◆ PASSAGE SHOWN

[<prev] [next>] [<thread-prev] [thread-next>] [day] [month] [year] [list]
Message-ID: <a59509f0-5888-4663-9e82-98e27fc3e813@linux.ibm.com>
Date: Fri, 24 Oct 2025 15:58:20 +0200
From: Jens Remus <jremus@...ux.ibm.com>
To: Peter Zijlstra <peterz@...radead.org>, Steven Rostedt <rostedt@...nel.org>
Cc: linux-kernel@...r.kernel.org, linux-trace-kernel@...r.kernel.org,
bpf@...r.kernel.org, x86@...nel.org,
Masami Hiramatsu <mhiramat@...nel.org>,
Mathieu Desnoyers <mathieu.desnoyers@...icios.com>,
Josh Poimboeuf <jpoimboe@...nel.org>, Ingo Molnar <mingo@...nel.org>,
Jiri Olsa <jolsa@...nel.org>,
Arnaldo Carvalho de Melo <acme@...nel.org>,
Namhyung Kim <namhyung@...nel.org>,
Thomas Gleixner <tglx@...utronix.de>,
Andrii Nakryiko <andrii@...nel.org>,
Indu Bhagat <indu.bhagat@...cle.com>,
"Jose E. Marchesi" <jemarch@....org>,
Beau Belgrave <beaub@...ux.microsoft.com>,
Linus Torvalds <torvalds@...ux-foundation.org>,
Andrew Morton <akpm@...ux-foundation.org>,
Florian Weimer <fweimer@...hat.com>, Sam James <sam@...too.org>,
Kees Cook <kees@...nel.org>, "Carlos O'Donell" <codonell@...hat.com>,
Heiko Carstens <hca@...ux.ibm.com>, Vasily Gorbik <gor@...ux.ibm.com>
Subject: Re: [PATCH v16 0/4] perf: Support the deferred unwinding
infrastructure
Hello Peter!
On 10/24/2025 12:41 PM, Peter Zijlstra wrote:
> On Fri, Oct 24, 2025 at 11:29:26AM +0200, Peter Zijlstra wrote:
>> On Thu, Oct 23, 2025 at 05:00:02PM +0200, Peter Zijlstra wrote:
>>
>>> Trouble is, pretty much every unwind is 510 entries long -- this cannot
>>> be right. I'm sure there's a silly mistake in unwind/user.c but I'm too
>>> tired to find it just now. I'll try again tomorrow.
>>
>> PEBKAC
>
> Anyway, while staring at this, I noted that the perf userspace unwind
> code has a few bits that are missing from the new shiny thing.
>
> How about something like so? This add an optional arch specific unwinder
> at the very highest priority (bit 0) and uses that to do a few extra
> bits before disabling itself and falling back to whatever lower prio
> unwinder to do the actual unwinding.
unwind user sframe does not need any of this special handling, because
it knows for each IP whether the SP or FP is the CFA base register
and whether the FP and RA have been saved.
Isn't this actually specific to unwind user fp? If the IP is at
function entry, then the FP has not been setup yet. I think unwind user
fp could handle this using an arch specific is_uprobe_at_func_entry() to
determine whether to use a new frame_fp_entry instead of frame_fp. For
x86 the following frame_fp_entry should work, if I am not wrong:
#define ARCH_INIT_USER_FP_ENTRY_FRAME(ws) \
.cfa_off = 1*(ws), \
.ra_off = -1*(ws), \
.fp_off = 0, \
.use_fp = false,
Following roughly outlines the required changes:
diff --git a/kernel/unwind/user.c b/kernel/unwind/user.c
-static int unwind_user_next_fp(struct unwind_user_state *state)

◆ STATED TASK 1
Gather every line of the records below that contains the string "green", treating uppercase and lowercase as distinct.

◆ RECORDED INFORMATION
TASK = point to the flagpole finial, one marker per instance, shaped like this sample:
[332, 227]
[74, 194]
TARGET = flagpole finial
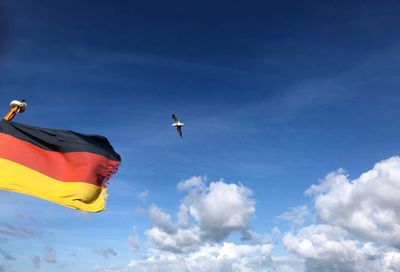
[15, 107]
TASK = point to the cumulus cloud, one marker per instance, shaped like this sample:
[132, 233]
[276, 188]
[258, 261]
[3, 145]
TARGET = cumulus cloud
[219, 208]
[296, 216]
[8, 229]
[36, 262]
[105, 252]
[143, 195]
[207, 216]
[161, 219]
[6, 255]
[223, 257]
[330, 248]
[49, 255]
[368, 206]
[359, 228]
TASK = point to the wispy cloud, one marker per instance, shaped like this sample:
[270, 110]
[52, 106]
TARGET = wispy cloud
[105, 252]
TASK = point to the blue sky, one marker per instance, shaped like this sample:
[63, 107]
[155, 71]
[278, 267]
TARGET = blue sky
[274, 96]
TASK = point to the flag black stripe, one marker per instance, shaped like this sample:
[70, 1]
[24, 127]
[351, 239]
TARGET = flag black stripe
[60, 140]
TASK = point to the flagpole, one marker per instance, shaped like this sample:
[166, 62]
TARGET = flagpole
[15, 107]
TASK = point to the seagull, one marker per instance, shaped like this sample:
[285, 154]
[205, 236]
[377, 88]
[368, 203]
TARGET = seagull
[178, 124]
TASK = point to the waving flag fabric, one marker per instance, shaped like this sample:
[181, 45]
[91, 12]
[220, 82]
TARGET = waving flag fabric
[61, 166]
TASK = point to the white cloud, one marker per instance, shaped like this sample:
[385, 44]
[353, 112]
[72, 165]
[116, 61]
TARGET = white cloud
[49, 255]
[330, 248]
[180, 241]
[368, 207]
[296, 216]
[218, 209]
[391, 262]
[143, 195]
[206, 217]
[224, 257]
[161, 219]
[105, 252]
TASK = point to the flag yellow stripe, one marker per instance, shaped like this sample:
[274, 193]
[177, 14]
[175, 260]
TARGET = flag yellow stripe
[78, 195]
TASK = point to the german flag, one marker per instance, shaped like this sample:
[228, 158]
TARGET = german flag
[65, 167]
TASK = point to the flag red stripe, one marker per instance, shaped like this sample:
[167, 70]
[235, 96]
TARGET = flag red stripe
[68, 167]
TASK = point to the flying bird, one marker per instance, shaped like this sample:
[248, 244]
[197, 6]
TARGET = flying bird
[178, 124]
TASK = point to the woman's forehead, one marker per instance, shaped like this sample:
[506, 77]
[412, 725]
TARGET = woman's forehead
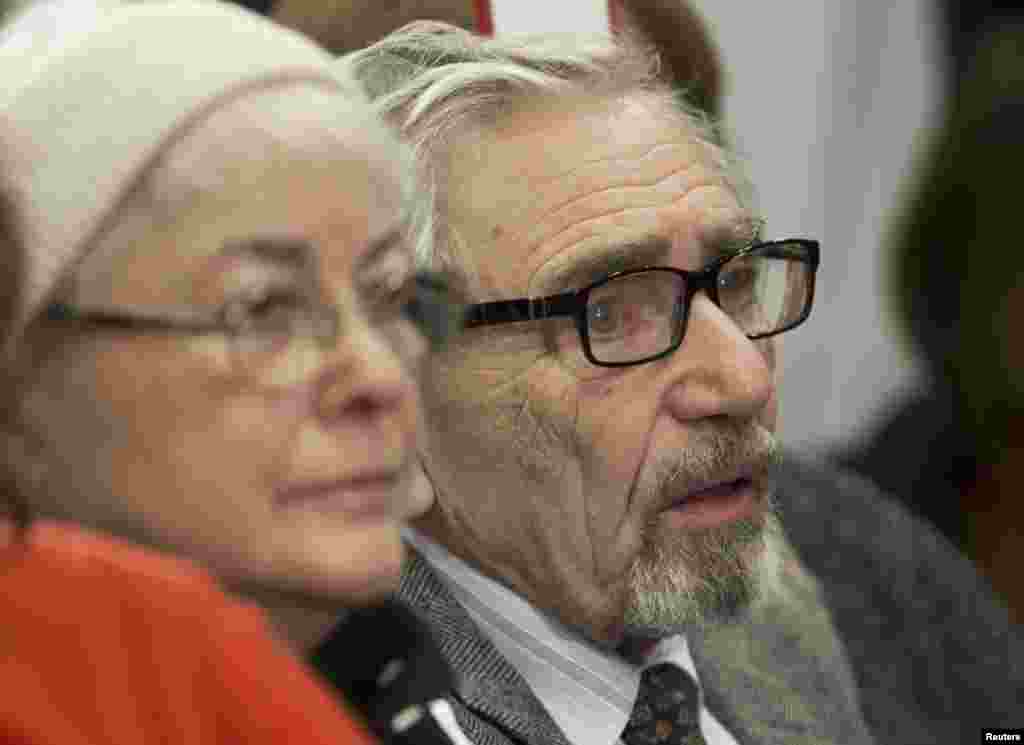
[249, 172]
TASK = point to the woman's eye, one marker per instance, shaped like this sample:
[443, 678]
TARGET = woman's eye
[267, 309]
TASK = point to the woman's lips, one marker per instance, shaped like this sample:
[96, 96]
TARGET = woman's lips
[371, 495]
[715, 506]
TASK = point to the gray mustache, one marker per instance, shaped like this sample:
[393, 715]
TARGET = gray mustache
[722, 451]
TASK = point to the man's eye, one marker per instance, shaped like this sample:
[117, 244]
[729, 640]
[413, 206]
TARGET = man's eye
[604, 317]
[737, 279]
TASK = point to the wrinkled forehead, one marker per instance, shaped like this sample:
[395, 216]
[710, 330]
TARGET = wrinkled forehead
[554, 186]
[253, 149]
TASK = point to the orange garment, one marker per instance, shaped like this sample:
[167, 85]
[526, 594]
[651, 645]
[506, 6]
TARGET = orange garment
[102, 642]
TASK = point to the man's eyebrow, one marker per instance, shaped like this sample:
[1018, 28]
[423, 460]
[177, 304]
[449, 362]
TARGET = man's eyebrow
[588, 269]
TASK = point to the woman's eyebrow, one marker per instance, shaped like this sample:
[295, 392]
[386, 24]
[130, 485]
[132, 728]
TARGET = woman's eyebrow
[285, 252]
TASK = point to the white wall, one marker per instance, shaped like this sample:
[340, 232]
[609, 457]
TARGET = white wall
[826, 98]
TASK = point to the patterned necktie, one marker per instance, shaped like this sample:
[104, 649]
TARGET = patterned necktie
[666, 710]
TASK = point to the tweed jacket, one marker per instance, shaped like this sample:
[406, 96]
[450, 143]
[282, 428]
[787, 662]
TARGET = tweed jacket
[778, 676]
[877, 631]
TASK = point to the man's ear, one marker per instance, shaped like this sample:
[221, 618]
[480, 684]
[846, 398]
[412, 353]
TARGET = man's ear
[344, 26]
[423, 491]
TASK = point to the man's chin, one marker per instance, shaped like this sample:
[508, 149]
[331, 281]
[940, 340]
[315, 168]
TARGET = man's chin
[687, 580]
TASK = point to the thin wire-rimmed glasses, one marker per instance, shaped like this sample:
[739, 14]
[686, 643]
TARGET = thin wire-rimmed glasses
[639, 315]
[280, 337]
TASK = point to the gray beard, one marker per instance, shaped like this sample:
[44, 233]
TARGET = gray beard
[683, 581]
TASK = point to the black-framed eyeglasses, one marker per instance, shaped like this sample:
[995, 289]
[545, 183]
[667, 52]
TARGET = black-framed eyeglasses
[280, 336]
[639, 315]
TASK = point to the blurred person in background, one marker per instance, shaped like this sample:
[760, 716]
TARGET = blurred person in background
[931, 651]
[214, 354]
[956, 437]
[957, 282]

---

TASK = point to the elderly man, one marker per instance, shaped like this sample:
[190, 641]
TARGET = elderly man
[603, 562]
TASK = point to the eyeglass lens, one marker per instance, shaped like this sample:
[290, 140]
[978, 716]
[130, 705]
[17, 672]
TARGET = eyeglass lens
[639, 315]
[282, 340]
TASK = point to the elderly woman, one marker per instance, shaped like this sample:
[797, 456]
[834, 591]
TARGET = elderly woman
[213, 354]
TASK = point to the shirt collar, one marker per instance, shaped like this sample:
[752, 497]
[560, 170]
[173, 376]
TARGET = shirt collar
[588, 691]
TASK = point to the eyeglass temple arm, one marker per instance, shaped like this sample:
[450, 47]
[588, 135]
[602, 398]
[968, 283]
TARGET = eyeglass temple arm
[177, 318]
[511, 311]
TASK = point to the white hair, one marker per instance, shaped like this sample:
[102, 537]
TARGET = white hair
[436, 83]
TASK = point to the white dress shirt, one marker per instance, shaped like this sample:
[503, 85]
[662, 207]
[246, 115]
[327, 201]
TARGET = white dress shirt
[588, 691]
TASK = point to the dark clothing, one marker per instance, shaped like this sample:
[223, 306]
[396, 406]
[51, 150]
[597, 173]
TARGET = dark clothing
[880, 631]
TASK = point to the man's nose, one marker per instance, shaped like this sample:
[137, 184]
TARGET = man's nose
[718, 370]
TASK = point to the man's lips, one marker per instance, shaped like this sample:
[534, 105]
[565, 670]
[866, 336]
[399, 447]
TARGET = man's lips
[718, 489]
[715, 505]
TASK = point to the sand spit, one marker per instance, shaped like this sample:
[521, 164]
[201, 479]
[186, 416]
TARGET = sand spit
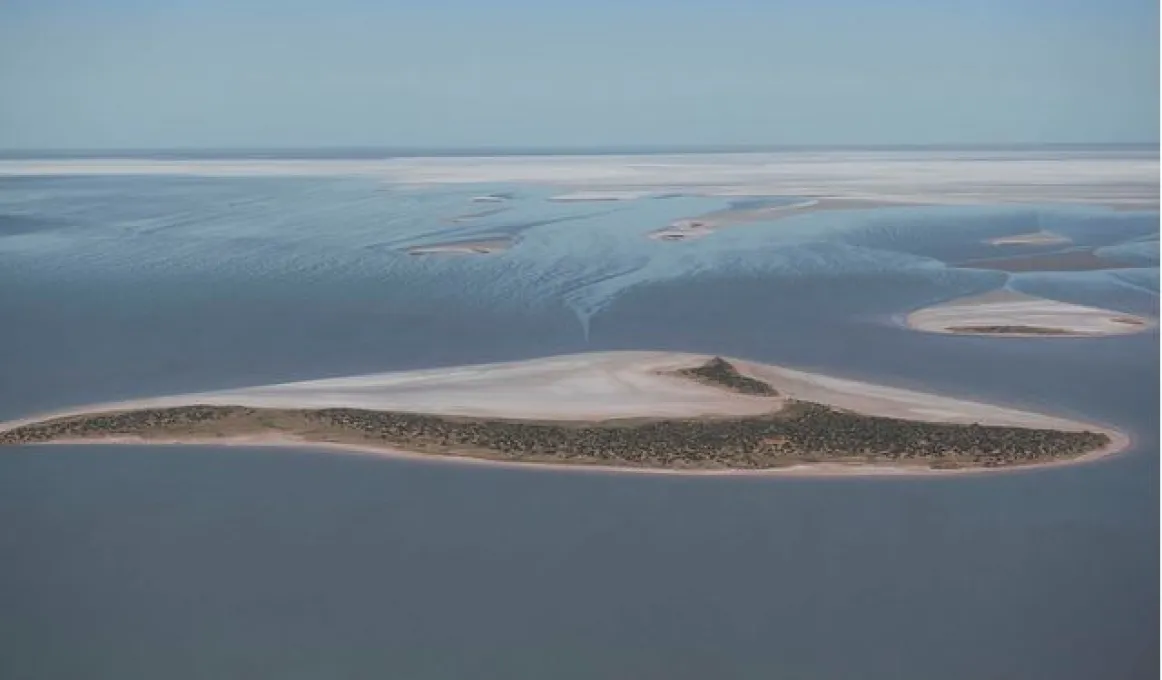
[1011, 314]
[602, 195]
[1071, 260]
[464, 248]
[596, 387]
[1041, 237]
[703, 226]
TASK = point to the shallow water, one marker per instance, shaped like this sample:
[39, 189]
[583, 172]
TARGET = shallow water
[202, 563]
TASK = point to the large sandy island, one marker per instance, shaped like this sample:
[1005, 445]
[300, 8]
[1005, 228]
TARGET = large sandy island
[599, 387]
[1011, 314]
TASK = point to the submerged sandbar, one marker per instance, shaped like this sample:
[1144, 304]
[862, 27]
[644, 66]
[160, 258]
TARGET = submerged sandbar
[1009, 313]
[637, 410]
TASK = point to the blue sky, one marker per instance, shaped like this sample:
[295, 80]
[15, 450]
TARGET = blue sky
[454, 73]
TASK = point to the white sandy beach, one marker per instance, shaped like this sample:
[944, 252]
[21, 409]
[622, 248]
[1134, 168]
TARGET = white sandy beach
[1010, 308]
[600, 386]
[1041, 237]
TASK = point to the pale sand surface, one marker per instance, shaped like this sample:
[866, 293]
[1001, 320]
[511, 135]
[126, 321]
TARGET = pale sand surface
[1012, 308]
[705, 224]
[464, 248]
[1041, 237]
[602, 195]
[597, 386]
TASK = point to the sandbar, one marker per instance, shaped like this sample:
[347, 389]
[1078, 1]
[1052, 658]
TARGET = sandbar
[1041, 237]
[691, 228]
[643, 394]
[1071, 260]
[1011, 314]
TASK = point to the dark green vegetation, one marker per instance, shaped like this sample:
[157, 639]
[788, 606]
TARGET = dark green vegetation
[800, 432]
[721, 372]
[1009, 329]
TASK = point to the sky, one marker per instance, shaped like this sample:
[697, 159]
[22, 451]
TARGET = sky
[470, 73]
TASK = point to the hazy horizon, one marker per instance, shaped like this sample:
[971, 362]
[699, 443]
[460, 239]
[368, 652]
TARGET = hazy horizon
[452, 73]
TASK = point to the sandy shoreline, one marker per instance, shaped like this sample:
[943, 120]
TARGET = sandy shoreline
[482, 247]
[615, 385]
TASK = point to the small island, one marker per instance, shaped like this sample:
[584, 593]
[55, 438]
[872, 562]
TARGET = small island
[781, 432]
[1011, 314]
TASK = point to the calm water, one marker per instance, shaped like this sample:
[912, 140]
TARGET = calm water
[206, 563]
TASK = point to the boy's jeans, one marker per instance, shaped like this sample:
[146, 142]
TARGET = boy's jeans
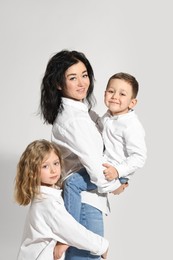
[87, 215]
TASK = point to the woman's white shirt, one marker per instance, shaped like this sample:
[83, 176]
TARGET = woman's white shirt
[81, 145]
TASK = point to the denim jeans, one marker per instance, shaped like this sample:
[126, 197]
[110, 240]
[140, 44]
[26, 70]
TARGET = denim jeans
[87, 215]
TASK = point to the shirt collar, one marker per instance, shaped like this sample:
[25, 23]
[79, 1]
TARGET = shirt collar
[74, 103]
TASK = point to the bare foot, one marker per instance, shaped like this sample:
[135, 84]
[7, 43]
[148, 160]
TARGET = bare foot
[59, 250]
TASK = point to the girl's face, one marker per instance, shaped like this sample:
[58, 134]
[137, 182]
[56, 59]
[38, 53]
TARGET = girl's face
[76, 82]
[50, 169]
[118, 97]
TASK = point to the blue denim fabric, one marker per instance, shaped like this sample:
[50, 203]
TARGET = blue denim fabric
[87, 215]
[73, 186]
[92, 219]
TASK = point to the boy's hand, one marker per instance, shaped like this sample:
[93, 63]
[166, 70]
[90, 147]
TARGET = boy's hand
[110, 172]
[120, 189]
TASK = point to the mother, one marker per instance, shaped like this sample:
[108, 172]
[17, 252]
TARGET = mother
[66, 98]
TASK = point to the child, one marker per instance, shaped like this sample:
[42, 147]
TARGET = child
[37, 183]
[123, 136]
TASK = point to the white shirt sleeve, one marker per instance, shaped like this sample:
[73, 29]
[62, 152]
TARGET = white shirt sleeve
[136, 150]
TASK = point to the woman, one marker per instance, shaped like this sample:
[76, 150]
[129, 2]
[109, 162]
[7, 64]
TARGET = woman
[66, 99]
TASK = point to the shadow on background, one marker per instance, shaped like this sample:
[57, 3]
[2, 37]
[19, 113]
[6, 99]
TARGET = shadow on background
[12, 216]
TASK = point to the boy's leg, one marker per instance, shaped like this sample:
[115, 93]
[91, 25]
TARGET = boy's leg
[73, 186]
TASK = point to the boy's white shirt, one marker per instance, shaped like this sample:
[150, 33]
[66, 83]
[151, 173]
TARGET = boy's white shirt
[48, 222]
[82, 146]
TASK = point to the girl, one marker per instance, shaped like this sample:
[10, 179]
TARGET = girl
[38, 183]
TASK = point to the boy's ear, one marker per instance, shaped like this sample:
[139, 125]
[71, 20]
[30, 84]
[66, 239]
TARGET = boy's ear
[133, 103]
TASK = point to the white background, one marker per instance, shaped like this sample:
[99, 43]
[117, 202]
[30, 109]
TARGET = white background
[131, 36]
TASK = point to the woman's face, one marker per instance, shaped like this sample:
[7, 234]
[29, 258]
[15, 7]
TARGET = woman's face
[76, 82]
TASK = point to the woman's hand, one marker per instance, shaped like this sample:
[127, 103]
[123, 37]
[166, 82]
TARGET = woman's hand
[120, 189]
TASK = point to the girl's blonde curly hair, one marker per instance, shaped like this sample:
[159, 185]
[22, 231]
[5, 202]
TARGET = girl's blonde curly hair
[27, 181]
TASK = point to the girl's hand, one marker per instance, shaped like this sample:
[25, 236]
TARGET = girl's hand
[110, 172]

◆ STATED TASK 2
Reproduce the portion of the unwinding patch message above that opens with the words "Isn't this actually" and closes with "unwind_user_next_fp(struct unwind_user_state *state)".

◆ FULL RESPONSE 1
TASK = point to the dark green vegetation, one marker per instance, shaped like this sample:
TARGET = dark green vegetation

◆ FULL RESPONSE 2
Isn't this actually specific to unwind user fp? If the IP is at
function entry, then the FP has not been setup yet. I think unwind user
fp could handle this using an arch specific is_uprobe_at_func_entry() to
determine whether to use a new frame_fp_entry instead of frame_fp. For
x86 the following frame_fp_entry should work, if I am not wrong:
#define ARCH_INIT_USER_FP_ENTRY_FRAME(ws) \
.cfa_off = 1*(ws), \
.ra_off = -1*(ws), \
.fp_off = 0, \
.use_fp = false,
Following roughly outlines the required changes:
diff --git a/kernel/unwind/user.c b/kernel/unwind/user.c
-static int unwind_user_next_fp(struct unwind_user_state *state)